▸ TEXT EXTRACT:
*-*-*
Jason Slowey (born January 27, 1989) is a former American football center. He played college football for the Western Oregon University and was drafted by the San Francisco 49ers in the sixth round of the 2012 NFL Draft. He also played for the Oakland Raiders and British Columbia Lions. He is currently the Co-Defensive Coordinator and Linebackers Coach at Western Oregon University.

High School Career 
Slowey attended North Medford High School in Medford, Oregon where he played offensive tackle. Slowey generated interest from Oregon State University, Boise State University and Portland State University before ultimately signing a National Letter of Intent to attend Western Oregon University.

College career

2008 season 
Slowey attended Western Oregon University, where he played for coach Arne Ferguson's Western Oregon Wolves football team from 2007 to 2011. Following a red shirt year in 2007, Slowey made his first start for the Wolves against Portland State University on August 30, 2008. He appeared in nine games during the 2008 season, helping the Wolves to a 7-4 record and second place finish in the Great Northwest Athletic Conference (GNAC).

2009 season 
Slowey started all 10 games at tackle, and was recognized as second team All-GNAC offensive lineman. The Wolves finished second in the GNAC standings with a 5-5 record.
*-*-*
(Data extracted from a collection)
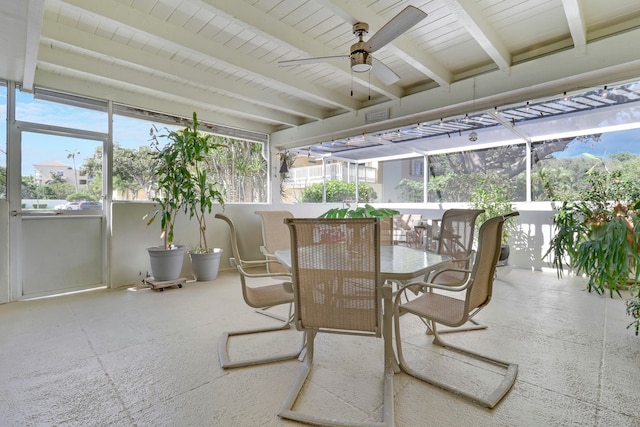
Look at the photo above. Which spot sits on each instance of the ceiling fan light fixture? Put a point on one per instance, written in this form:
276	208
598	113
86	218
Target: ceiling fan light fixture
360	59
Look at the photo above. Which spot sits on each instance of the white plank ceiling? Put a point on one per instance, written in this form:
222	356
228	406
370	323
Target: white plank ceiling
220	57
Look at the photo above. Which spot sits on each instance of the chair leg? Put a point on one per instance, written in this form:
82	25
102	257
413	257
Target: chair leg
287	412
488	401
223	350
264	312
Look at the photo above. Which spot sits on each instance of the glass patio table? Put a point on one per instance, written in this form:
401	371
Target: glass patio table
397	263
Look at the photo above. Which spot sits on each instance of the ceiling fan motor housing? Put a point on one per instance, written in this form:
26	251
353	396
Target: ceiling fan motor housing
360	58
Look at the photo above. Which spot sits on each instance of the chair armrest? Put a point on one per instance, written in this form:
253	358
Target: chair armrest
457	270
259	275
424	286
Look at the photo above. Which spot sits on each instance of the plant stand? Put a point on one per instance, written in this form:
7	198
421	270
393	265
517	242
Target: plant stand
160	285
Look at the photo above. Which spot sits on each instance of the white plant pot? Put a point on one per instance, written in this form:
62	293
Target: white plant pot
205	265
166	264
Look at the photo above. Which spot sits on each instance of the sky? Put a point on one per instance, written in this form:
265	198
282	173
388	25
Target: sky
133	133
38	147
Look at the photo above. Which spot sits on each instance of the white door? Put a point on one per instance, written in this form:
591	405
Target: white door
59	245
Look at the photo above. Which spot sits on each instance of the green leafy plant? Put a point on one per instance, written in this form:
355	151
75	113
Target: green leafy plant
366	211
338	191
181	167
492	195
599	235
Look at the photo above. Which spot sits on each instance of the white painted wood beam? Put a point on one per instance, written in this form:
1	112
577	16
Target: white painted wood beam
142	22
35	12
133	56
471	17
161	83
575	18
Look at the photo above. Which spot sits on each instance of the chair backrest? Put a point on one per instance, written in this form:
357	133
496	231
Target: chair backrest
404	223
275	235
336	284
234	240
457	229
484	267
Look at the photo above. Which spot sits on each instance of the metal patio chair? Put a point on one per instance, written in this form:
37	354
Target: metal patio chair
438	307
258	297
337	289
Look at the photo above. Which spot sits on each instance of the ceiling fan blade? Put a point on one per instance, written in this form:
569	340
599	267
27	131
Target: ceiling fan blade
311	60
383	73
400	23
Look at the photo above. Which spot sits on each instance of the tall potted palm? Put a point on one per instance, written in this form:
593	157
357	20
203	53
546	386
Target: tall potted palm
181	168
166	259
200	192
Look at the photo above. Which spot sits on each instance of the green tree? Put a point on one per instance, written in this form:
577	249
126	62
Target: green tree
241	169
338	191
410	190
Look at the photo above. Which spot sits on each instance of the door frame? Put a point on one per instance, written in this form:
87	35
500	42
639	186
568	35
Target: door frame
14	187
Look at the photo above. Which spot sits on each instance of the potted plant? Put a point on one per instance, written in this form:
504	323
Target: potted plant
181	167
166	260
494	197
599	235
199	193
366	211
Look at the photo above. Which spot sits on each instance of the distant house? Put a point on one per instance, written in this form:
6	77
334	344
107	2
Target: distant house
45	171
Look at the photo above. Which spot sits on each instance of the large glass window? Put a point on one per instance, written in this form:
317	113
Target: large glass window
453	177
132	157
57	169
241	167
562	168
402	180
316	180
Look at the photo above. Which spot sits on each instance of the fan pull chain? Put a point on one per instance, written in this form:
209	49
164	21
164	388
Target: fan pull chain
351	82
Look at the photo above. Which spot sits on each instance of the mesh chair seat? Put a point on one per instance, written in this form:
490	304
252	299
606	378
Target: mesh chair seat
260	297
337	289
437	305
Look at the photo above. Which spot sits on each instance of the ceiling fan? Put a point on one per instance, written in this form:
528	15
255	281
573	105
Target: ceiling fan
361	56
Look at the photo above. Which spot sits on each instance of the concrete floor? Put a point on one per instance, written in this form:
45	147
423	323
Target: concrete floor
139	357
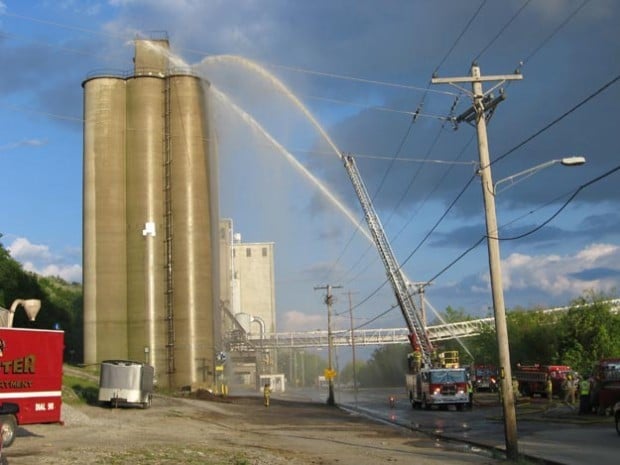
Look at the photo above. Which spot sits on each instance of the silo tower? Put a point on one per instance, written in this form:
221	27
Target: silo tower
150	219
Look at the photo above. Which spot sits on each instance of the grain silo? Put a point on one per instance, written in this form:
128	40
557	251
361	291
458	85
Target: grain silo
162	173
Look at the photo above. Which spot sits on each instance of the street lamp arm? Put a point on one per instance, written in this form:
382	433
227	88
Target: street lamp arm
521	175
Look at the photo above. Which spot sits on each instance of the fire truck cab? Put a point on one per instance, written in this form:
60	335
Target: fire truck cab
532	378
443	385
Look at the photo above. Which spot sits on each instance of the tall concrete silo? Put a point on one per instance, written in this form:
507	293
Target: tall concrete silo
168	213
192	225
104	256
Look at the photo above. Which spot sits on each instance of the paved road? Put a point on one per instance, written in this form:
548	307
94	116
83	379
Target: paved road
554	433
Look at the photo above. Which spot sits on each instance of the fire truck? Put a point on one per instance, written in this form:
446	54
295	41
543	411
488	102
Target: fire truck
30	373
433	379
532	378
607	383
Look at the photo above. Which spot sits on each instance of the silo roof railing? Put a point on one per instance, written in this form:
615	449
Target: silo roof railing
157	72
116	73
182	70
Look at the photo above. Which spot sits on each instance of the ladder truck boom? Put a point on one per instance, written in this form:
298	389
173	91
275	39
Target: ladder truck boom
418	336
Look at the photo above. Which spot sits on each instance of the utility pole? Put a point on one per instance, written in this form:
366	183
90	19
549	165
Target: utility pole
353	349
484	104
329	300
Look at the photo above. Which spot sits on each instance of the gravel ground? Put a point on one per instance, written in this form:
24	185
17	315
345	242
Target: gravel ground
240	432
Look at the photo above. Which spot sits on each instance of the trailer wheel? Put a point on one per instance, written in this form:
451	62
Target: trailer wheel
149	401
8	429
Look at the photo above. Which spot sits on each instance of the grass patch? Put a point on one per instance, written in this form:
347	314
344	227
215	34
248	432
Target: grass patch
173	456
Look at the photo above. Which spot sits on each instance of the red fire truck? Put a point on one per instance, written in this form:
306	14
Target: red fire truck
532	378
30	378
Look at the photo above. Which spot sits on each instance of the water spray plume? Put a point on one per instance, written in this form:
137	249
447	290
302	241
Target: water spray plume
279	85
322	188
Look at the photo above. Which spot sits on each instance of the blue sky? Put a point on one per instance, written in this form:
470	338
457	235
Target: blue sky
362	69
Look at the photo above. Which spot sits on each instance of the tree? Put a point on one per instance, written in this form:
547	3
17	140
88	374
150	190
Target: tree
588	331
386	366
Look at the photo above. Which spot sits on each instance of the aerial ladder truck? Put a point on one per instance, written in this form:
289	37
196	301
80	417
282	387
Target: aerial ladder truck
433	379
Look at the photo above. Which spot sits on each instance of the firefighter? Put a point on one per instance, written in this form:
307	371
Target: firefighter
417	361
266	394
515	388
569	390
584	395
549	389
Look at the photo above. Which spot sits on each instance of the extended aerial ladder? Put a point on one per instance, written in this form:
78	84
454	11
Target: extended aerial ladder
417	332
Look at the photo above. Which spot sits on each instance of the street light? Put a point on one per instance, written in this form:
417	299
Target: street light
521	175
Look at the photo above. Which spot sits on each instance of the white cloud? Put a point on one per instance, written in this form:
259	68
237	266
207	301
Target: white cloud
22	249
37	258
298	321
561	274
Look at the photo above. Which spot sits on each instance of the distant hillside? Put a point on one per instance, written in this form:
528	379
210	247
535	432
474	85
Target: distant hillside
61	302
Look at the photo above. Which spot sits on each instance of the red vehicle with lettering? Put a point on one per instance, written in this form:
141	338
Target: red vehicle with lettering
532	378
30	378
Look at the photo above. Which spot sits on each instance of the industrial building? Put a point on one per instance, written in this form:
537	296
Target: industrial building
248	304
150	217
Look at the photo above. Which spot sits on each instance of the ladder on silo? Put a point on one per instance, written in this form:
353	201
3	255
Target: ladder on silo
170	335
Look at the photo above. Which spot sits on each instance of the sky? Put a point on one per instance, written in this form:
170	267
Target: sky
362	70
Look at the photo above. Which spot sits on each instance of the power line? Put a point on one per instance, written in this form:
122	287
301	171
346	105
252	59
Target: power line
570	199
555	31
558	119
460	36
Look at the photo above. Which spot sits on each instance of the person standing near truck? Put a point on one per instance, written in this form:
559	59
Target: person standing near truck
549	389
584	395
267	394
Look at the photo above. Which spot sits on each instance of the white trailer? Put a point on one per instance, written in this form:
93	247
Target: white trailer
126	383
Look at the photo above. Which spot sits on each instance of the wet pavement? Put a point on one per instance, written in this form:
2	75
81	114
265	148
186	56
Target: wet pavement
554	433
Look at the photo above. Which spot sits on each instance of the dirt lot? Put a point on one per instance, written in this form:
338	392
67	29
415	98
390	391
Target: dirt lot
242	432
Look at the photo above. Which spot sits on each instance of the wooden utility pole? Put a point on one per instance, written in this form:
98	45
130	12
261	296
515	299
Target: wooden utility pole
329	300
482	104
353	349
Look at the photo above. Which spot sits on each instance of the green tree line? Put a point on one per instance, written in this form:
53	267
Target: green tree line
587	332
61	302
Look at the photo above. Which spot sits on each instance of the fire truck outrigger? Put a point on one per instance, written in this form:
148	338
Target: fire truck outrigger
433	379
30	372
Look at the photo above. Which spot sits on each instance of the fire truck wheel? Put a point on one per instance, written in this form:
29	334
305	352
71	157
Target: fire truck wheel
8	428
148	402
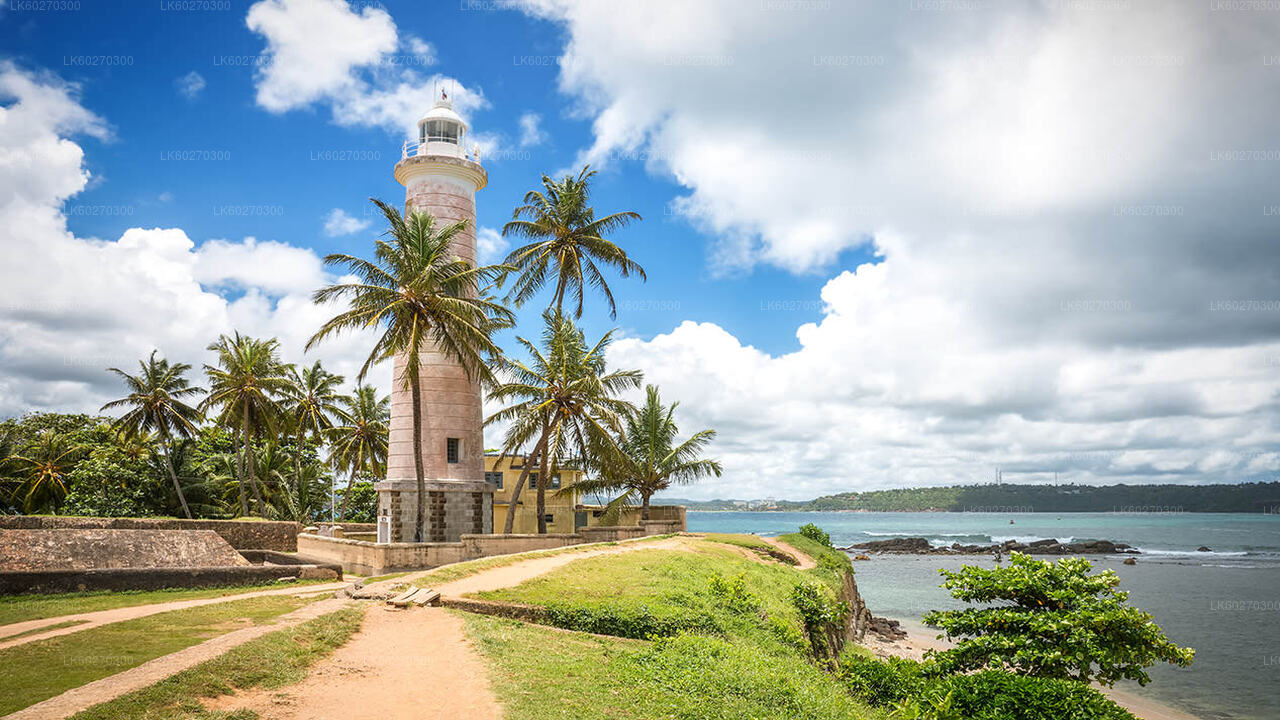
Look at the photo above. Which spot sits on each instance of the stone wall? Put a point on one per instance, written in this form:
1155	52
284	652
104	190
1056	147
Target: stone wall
*-*-*
Write the next part of the Jason Slowey biography, picking up right after its last sentence.

▸ WRITTEN RESPONSE:
2010 season 
The 2010 season was highlighted by 6 game win streak, and two defensive shut-outs. The Wolves finished 8-3 after losing to Central Washington University in the GNAC Championship Game on November 13, 2010. Slowey started all 11 games at tackle, and was recognized as first team All-GNAC, and Honorable Mention All-American.

2011 season 
Slowey started all 11 games at tackle, and was recognized as first team All-GNAC, GNAC Offensive Lineman of the Year, and First Team All-American. The Wolves finished second in the GNAC standings with a 6-5 record.

Track and field 
Slowey competed in track & field while in high school, finishing as the state runner-up in discus (48.28) at the 2007 6A OSAA Track & Field Championships. He was also a track & field star at Western Oregon University.

Professional career

Pre draft
Slowey drew little attention heading into the 2012 NFL Draft until Western Oregon's pro day on March 16, 2012. After a solid performance media began to take notice. Sport's Illustrated's Tony Pauline tabbed Slowey as "one of the nastiest blockers in the draft". Although he was a left tackle in college, he was projected to move inside to center in the NFL.

San Francisco 49ers 
Slowey was drafted in the sixth round with the 199th overall pick by the San Francisco 49ers in the 2012 NFL Draft. On August 10, 2012, Slowey made his NFL debut against the Minnesota Vikings. He appeared in two pre season games for the 49ers. On August 27, 2012 Slowey was released by the 49ers.

Oakland Raiders 
On October 23, 2012, Slowey was signed by the Oakland Raiders. On April 8, 2013, Slowey was released by the Raiders.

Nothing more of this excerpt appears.